TASK INSTRUCTIONS: Can you reproduce word for word the section of the Moneyball text below, starting at "As usual, these" and ending at "Moneyball for Government."?

Not everybody agreed with the concept of Michale Lewis. Some stated that it was “an idealized version of what happened with Billy Beane and the Oakland A’s”. This is a fair point because things should be always taken with a grain of salt. For instance, Alan Hirsch and Sheldon Hirsch published a book The Beauty of Short Hops: How Chance and Circumstance Confound the Moneyball Approach to Baseball, where they criticized the “Moneyball”, completely focused on sabermetrics (the empirical analysis of baseball, especially baseball statistics that measure in-game activity.)
However, “Moneyball” was not just a book. It became a phenomenon. Other books about the success in baseball due to sabermetrics were published too. For instance:
Big Data Baseball: Math, Miracles, and the End of a 20-Year Losing Streak by Travis Sawchik about the transformation of Pittsburgh Pirates;
Astroball: The New Way to Win It All by Ben Reiter about the recent success of Houston Astros.
As usual, these stories have loyal supporters and harsh critics.
Moreover, the concept of “Moneyball” was used in other industries - for example, Moneyball for Government.
Okay, so what is the point of all this introduction? :)
The Failure of the Washington Football Team
Today (December 28, 2020) The Washington Football Team released its quarterback Dwayne Haskins.
From Wikipedia:
“Haskins was drafted by the Washington Redskins (now the Washington Football Team) in the first round of the 2019 NFL Draft, 15th overall and signed his four-year rookie contract on May 9, 2019. He played college football at Ohio State University, where he threw 50 touchdowns during his lone starting season in 2018, making him one of the few quarterbacks to ever accomplish that in a single NCAA season.”
Just after 18 months Haskins (the first round pick) was released by the team, which during the last years looks like an example of Anti-Moneyball.
Unfortunately, in recent years a DC football team became a disaster and its management was heavily criticized by fans and journalists. To name a few sports failures:
Besides the franchise was involved in a number of other scandals and controversies. Critics of the team did not even try to select proper words in their multiple articles, criticizing the team’s leadership. In this blog post, I summarized some information that data-driven decision making can improve the performance of organizations if leadership has understanding and needs for it.

DATA SECTION:
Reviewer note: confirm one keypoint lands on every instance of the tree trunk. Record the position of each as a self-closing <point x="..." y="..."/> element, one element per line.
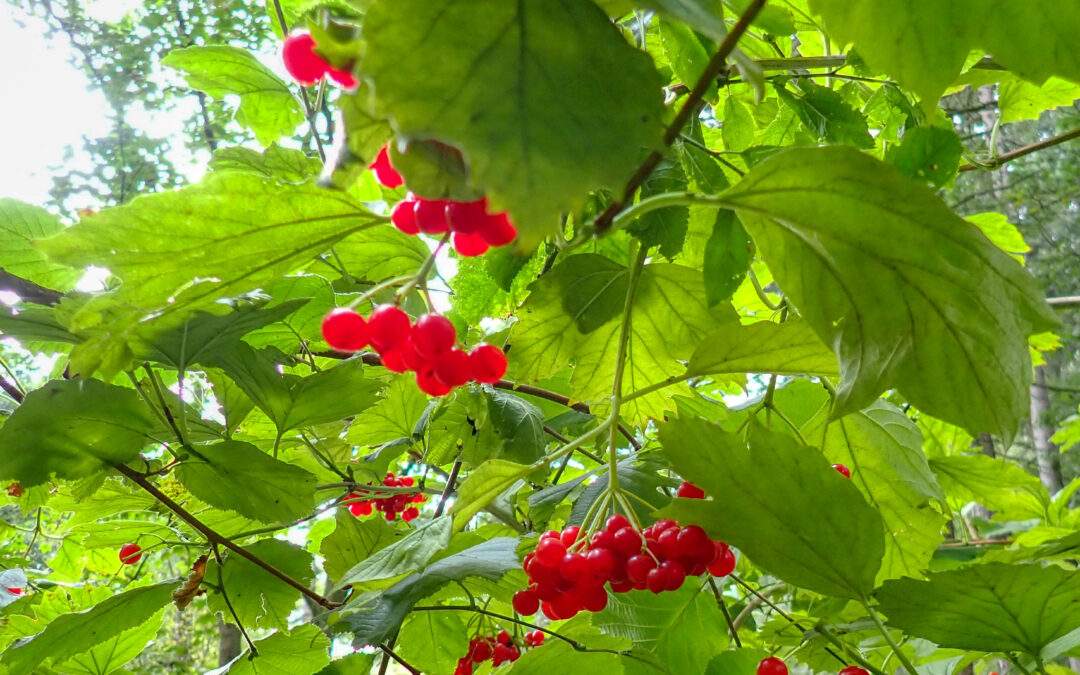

RESPONSE FOR THIS EXERCISE:
As usual, these stories have loyal supporters and harsh critics.
Moreover, the concept of “Moneyball” was used in other industries - for example, Moneyball for Government.